Goal.
Please reproduce only the lines of the records below that start at the line containing "Could you kindly annotate the fortification" and run through the end of the records, keeping the requests intact. Multiply every coordinate in the answers by 1.95 and round each result to a whole number, with halves rounded up.

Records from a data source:
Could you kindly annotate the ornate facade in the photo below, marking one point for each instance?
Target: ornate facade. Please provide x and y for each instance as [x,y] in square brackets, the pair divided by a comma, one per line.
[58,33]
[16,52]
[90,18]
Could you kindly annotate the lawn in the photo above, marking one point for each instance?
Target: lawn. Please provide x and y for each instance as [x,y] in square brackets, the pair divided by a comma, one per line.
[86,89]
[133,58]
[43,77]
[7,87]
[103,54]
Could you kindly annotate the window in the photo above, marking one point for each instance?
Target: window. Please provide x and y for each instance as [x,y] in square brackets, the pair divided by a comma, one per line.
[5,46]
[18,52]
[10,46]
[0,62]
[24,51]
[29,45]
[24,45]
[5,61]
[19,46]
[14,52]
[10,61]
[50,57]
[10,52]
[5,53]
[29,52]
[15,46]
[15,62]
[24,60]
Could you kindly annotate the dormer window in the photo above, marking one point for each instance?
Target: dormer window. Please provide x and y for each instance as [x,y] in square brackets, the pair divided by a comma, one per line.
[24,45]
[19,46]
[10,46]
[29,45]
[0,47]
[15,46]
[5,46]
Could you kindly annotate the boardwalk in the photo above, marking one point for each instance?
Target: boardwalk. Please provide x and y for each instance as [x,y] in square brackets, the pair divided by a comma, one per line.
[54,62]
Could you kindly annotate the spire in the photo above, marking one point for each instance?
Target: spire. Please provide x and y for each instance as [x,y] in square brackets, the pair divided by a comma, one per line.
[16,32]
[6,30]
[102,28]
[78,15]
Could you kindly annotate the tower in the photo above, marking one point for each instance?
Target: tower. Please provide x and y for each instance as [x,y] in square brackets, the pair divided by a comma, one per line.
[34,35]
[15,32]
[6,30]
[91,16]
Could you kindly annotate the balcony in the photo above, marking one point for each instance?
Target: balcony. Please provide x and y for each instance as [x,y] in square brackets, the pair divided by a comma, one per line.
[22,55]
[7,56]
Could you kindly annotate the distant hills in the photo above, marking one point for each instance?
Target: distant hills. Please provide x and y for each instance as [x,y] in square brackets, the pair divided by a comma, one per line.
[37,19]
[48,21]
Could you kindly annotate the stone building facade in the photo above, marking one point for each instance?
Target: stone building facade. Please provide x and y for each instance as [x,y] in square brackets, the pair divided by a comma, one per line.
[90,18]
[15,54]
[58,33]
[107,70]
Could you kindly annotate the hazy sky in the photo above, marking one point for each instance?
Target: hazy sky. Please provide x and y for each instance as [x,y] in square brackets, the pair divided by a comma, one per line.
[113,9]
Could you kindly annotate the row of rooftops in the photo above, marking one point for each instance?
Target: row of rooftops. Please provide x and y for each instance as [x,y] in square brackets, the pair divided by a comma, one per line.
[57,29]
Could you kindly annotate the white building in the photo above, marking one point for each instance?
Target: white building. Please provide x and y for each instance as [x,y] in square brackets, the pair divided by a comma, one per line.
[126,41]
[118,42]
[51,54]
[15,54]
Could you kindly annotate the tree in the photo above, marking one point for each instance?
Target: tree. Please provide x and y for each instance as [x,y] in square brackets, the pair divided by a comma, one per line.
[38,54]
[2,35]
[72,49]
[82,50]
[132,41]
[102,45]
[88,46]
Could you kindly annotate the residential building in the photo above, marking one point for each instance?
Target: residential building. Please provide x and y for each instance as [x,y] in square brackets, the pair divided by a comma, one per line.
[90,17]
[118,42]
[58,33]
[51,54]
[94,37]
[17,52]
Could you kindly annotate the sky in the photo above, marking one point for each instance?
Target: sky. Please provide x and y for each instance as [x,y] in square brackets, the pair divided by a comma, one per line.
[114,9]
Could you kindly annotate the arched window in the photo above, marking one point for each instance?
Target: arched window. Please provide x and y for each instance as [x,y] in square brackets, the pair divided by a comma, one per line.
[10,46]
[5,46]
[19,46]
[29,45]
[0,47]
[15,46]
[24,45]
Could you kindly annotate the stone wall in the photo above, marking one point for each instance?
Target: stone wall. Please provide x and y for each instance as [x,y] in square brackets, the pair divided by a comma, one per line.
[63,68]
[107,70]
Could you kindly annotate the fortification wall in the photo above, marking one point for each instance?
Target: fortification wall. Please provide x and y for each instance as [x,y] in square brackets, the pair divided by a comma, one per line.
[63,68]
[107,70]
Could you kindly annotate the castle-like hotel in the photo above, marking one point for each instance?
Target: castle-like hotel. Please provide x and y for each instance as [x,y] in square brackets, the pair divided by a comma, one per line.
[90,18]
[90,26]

Task answer.
Could you kindly annotate the fortification wall in the photo above, marking one point for each instance?
Target: fortification wall. Please provide x and y for each instance as [x,y] in square brackets, the pair divided by a comma, one per line.
[123,133]
[209,137]
Could you kindly annotate the castle-like hotel in the photo above, marking one point for each instance?
Target: castle-like hotel. Please provide x and y for each instance as [x,y] in square brackets, the pair divided by a comma, one per line.
[176,35]
[176,51]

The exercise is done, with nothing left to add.